BEGIN Data for processing

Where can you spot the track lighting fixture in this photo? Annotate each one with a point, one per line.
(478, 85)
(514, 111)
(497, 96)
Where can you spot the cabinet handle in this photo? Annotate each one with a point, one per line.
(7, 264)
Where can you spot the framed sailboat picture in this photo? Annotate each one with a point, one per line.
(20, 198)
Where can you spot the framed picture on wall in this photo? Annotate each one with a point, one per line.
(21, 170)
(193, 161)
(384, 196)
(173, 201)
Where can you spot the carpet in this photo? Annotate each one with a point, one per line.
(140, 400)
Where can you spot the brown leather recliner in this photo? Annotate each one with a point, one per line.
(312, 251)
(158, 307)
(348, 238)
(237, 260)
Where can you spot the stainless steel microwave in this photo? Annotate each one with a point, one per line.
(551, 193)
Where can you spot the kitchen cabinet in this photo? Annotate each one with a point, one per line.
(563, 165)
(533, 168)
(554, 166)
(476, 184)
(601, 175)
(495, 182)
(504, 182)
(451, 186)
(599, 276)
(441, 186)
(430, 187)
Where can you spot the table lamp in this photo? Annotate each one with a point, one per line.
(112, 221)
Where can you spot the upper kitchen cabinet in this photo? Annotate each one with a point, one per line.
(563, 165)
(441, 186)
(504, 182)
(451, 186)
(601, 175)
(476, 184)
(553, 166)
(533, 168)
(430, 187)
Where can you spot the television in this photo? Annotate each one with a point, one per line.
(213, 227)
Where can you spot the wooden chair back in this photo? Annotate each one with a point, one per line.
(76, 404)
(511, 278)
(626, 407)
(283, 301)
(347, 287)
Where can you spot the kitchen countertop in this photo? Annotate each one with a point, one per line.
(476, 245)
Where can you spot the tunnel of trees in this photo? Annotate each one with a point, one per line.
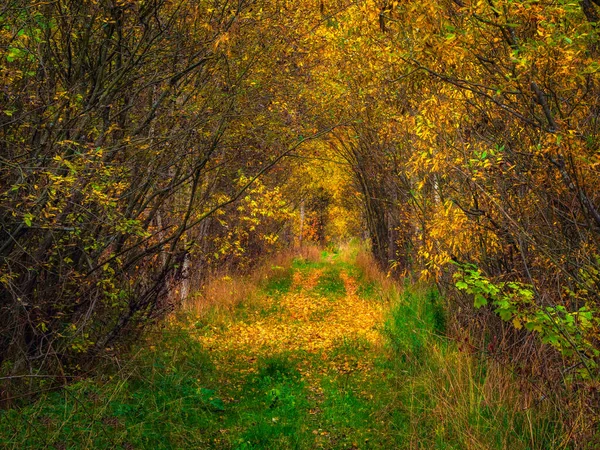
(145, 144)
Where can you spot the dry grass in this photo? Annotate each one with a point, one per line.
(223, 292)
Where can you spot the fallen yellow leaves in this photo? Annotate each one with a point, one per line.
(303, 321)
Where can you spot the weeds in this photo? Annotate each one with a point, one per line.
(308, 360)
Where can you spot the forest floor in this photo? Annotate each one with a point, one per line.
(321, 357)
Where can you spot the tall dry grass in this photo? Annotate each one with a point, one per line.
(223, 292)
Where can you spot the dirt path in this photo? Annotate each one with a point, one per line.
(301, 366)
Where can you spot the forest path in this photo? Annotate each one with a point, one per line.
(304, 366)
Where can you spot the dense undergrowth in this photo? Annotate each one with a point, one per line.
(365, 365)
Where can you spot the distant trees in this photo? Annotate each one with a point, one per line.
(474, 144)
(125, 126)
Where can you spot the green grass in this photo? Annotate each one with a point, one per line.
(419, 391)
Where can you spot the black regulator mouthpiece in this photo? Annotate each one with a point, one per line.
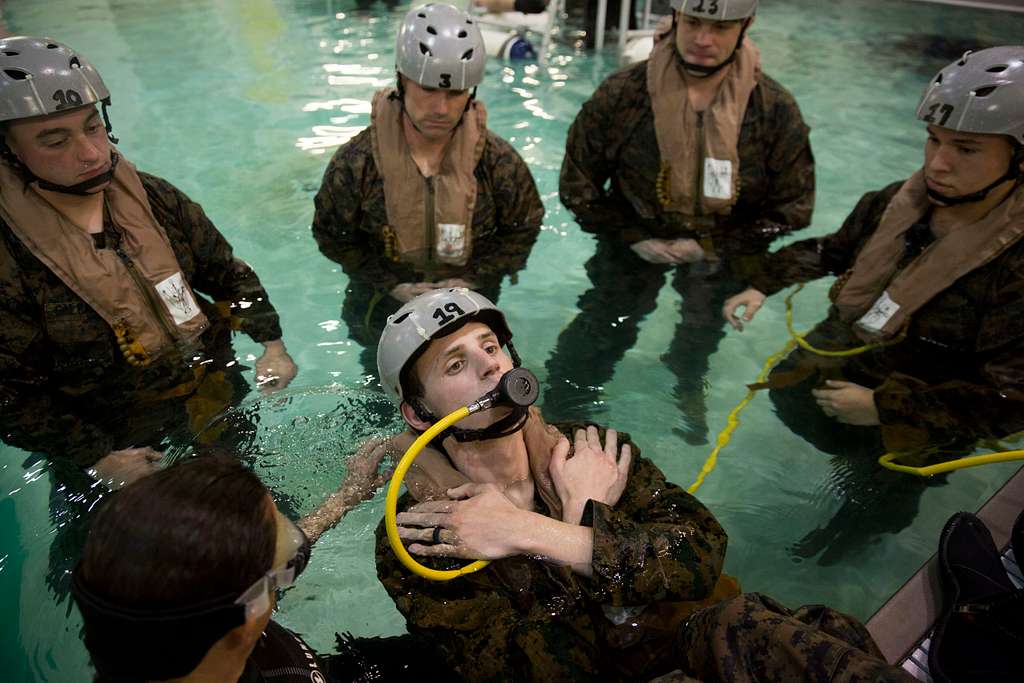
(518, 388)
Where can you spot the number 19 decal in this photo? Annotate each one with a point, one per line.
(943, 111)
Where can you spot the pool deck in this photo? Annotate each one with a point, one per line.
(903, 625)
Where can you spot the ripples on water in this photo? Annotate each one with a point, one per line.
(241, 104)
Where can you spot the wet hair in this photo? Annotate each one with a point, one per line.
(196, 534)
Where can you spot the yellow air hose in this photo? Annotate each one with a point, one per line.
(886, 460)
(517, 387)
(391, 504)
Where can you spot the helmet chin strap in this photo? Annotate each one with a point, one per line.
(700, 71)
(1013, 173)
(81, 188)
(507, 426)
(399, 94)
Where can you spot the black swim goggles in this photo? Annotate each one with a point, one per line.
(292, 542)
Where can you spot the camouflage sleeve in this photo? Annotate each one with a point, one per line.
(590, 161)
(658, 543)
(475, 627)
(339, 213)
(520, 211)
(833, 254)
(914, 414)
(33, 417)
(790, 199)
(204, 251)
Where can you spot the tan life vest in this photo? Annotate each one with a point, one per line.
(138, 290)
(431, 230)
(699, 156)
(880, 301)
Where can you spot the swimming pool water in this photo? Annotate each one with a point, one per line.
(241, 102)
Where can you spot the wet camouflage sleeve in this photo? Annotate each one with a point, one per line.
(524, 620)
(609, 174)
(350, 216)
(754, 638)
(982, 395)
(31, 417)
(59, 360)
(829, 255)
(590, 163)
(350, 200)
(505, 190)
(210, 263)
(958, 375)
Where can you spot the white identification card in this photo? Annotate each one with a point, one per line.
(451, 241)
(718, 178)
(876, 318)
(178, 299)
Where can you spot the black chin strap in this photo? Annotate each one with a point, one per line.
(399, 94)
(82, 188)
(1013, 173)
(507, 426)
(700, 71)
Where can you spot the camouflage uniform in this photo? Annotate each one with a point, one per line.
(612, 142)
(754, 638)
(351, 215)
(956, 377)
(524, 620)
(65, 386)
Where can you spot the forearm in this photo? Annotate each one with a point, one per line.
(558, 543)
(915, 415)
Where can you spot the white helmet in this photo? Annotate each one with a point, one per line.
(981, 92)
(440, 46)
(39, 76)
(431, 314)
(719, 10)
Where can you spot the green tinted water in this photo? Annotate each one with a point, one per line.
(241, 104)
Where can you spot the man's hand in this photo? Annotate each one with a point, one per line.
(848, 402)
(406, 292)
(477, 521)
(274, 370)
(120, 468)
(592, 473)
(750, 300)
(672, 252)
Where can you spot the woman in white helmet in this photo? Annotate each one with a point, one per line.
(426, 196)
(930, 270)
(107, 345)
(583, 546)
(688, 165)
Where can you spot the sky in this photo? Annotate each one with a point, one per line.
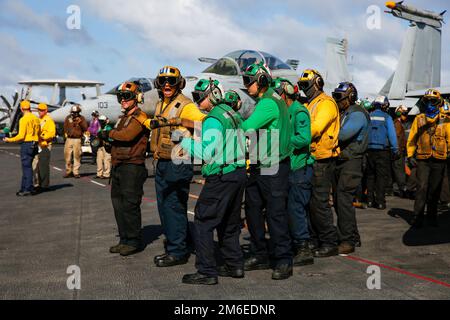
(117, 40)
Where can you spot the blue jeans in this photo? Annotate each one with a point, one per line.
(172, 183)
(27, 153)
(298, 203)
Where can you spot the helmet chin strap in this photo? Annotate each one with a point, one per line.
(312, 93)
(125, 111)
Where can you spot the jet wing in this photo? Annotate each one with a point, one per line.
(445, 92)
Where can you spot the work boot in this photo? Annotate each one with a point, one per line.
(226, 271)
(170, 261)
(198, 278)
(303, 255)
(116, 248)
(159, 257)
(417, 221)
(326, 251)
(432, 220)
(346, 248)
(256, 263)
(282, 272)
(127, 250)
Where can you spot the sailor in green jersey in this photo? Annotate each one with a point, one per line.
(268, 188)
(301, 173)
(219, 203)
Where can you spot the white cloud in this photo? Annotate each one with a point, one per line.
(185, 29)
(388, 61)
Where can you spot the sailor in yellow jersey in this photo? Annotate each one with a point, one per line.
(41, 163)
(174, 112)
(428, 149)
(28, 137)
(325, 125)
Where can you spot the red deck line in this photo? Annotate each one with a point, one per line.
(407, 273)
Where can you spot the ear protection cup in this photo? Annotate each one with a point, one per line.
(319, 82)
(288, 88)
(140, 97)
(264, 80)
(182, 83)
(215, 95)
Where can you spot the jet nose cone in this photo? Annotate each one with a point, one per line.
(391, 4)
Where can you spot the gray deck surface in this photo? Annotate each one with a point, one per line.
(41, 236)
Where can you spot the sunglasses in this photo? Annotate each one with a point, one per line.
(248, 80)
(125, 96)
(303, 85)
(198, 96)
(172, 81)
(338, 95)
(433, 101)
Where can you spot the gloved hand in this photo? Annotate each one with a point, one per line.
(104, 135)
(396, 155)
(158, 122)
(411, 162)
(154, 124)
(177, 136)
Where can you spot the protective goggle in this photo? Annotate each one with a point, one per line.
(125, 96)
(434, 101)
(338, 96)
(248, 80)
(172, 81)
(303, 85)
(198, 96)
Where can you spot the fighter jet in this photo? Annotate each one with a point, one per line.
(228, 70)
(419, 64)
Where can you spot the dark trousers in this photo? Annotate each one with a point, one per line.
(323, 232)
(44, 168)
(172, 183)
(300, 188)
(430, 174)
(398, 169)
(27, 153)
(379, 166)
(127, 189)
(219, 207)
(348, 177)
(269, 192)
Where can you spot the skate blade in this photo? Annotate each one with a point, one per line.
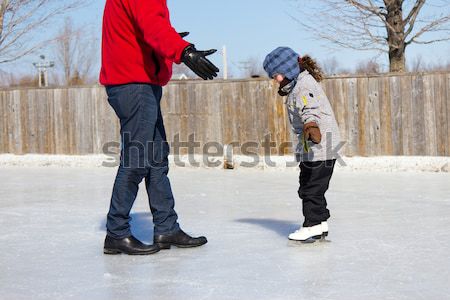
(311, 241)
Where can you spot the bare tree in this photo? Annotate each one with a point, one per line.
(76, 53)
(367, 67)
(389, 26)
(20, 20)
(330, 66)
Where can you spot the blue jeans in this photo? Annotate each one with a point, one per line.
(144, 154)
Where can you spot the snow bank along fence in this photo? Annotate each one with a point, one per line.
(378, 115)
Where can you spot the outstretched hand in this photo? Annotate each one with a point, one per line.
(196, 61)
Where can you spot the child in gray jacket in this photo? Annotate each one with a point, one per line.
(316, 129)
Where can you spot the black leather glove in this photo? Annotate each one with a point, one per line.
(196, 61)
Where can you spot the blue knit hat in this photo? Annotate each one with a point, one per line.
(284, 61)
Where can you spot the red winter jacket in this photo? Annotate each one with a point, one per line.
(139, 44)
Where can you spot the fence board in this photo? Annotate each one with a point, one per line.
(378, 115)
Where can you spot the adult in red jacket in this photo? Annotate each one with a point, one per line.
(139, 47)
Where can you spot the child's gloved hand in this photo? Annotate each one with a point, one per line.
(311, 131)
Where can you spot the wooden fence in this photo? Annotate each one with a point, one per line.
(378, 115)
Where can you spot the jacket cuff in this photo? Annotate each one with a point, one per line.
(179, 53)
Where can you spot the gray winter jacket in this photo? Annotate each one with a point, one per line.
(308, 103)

END Data for processing
BEGIN Data for processing

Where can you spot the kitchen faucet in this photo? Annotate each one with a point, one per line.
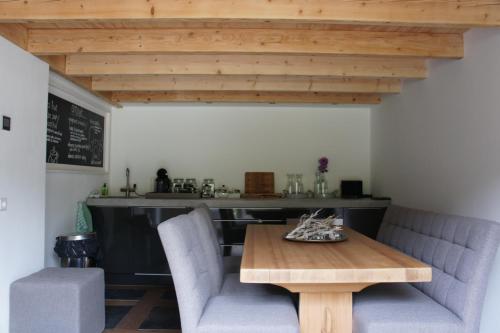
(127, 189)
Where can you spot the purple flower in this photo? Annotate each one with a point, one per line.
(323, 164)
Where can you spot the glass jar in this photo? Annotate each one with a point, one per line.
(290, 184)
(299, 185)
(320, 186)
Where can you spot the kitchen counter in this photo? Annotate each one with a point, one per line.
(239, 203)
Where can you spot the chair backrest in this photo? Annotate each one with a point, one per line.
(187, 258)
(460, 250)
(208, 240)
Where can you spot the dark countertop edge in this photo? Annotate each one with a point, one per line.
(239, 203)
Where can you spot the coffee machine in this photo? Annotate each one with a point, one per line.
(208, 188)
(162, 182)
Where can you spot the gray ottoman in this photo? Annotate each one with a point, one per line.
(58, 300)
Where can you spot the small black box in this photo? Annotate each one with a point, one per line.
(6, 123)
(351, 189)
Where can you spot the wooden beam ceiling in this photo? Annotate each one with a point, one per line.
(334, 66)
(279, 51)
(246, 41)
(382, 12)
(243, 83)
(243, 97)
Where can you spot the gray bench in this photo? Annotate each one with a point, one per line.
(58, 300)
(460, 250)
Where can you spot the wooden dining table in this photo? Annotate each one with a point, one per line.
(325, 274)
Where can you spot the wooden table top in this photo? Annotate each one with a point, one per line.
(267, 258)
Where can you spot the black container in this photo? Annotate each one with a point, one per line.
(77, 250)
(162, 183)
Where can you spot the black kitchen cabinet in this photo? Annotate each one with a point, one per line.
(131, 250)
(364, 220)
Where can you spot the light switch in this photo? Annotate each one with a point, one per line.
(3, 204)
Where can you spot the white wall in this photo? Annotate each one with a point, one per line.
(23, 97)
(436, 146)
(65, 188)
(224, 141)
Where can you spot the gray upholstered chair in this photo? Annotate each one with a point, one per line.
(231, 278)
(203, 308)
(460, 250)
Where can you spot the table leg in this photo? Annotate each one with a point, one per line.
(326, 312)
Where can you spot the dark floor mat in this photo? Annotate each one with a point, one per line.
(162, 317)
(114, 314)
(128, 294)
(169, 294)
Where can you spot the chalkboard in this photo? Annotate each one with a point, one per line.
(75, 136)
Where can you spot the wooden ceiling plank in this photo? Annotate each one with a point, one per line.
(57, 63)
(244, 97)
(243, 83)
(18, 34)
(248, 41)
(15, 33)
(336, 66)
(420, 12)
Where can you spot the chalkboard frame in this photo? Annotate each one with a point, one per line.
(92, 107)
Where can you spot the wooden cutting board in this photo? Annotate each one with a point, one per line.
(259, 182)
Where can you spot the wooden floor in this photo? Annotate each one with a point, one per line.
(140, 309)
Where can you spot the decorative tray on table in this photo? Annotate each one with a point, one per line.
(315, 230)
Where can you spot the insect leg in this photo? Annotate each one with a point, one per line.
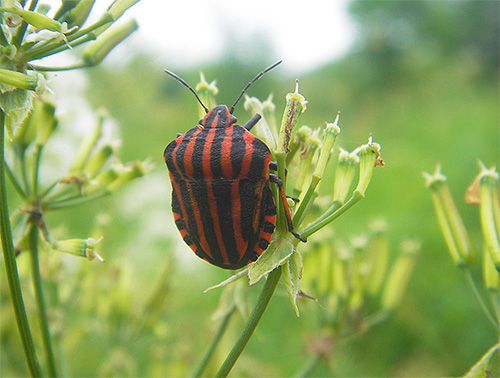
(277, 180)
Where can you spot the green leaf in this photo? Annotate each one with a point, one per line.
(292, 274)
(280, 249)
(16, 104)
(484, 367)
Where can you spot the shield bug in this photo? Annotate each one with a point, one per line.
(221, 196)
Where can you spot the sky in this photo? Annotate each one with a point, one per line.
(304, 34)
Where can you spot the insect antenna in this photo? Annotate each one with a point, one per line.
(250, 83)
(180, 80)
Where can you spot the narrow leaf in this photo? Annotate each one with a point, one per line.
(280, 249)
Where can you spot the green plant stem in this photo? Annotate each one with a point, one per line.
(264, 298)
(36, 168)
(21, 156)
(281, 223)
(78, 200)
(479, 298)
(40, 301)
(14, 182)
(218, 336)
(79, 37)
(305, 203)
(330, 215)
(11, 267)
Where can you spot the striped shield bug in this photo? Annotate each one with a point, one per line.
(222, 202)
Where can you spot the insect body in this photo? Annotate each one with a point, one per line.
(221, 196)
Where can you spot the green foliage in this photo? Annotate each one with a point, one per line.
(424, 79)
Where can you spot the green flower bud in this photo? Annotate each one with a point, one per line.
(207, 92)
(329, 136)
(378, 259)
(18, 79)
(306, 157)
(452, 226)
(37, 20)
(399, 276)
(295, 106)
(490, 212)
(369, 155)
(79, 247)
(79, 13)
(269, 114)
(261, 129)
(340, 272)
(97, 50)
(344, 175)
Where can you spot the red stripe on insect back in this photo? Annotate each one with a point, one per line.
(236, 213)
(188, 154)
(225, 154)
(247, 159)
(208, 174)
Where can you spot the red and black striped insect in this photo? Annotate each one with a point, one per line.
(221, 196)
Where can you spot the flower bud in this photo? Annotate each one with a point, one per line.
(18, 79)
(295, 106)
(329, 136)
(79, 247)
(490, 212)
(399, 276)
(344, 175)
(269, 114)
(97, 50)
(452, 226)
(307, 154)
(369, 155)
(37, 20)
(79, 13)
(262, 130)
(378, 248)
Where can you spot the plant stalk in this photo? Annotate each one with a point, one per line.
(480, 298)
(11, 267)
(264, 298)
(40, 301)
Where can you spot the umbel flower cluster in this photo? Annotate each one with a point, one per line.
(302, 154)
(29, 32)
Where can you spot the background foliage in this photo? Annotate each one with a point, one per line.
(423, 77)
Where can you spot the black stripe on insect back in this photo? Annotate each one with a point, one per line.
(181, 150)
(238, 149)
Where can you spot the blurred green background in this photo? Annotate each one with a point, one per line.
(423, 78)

END Data for processing

### The problem
Identify every line in the data that contains the word "chalkboard", treating case as significant, and copy each of those lines.

### Answer to this exercise
Where can you spot the chalkboard in this photo? Annotate each one with a point, one per line.
Where can you spot the chalkboard frame in this photo? Annotate each one with a point, one per line.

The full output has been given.